• [What needs to be done] Could you filter the data below down to the lines that hold the word "above"?
────────────────
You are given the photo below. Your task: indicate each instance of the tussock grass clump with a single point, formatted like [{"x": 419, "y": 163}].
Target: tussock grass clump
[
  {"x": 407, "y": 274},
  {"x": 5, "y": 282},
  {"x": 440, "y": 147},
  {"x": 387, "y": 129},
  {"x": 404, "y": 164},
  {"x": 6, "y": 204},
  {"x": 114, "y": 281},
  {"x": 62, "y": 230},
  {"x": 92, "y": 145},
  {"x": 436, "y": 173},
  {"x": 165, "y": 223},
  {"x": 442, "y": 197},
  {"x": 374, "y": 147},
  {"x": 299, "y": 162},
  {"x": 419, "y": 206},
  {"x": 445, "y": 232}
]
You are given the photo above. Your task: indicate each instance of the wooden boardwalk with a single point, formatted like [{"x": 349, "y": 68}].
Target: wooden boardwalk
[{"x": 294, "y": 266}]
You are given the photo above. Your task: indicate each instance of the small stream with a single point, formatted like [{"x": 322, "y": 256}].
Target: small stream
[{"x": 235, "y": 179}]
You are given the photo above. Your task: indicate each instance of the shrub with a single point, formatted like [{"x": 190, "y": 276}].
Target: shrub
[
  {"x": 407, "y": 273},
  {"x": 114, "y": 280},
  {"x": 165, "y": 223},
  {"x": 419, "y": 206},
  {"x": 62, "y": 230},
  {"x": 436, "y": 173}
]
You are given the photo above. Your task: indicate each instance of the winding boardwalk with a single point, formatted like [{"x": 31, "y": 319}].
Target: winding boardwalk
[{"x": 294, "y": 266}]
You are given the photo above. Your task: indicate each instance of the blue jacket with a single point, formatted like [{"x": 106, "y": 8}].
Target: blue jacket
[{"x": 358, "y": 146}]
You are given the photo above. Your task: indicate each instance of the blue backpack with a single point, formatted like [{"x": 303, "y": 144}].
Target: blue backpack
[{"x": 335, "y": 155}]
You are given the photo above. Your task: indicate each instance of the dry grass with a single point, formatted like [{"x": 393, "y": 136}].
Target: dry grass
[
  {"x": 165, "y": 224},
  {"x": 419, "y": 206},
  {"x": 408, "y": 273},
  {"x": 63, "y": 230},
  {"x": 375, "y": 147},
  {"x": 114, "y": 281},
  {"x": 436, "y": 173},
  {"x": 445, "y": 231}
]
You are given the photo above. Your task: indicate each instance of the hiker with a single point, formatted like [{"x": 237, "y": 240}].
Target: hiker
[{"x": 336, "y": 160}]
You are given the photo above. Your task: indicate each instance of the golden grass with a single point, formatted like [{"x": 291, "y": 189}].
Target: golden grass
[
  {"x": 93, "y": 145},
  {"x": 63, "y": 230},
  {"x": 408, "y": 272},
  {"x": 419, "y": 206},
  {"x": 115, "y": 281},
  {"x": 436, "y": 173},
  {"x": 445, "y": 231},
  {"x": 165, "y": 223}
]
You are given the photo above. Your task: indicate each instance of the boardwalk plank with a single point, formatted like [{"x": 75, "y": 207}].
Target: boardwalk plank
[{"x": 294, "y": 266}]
────────────────
• [Answer below]
You are given the photo above. Your task: indicate each instance of the wooden boardwalk with a single point, formatted like [{"x": 349, "y": 68}].
You are given the photo above. Your task: indicate each instance of the small stream with a single point, formatted like [{"x": 322, "y": 256}].
You are given the photo above. Your task: indicate each instance of the shrub with a single point, formatted like [{"x": 190, "y": 276}].
You are given the photo above. Your task: indicate each instance of the winding boardwalk with a single point, formatted like [{"x": 31, "y": 319}].
You are given the photo above. Your task: indicate each instance of the blue jacket with a single point, formatted like [{"x": 106, "y": 8}].
You are given the photo above. Your task: indicate each instance of the blue backpack with a single point, formatted like [{"x": 303, "y": 144}].
You are given the photo above. Your task: indicate each instance of the dry grass with a single point, formatted like [{"x": 393, "y": 136}].
You are given the photo above. Your task: indicate each instance of the hiker with a single point, formatted like [{"x": 237, "y": 240}].
You are given the photo above. Your task: indicate each instance of the golden grass with a single point, formatted like [{"x": 291, "y": 189}].
You are given the photo above. Your task: indicate each instance of the boardwalk plank with a single point, formatted like [{"x": 75, "y": 207}].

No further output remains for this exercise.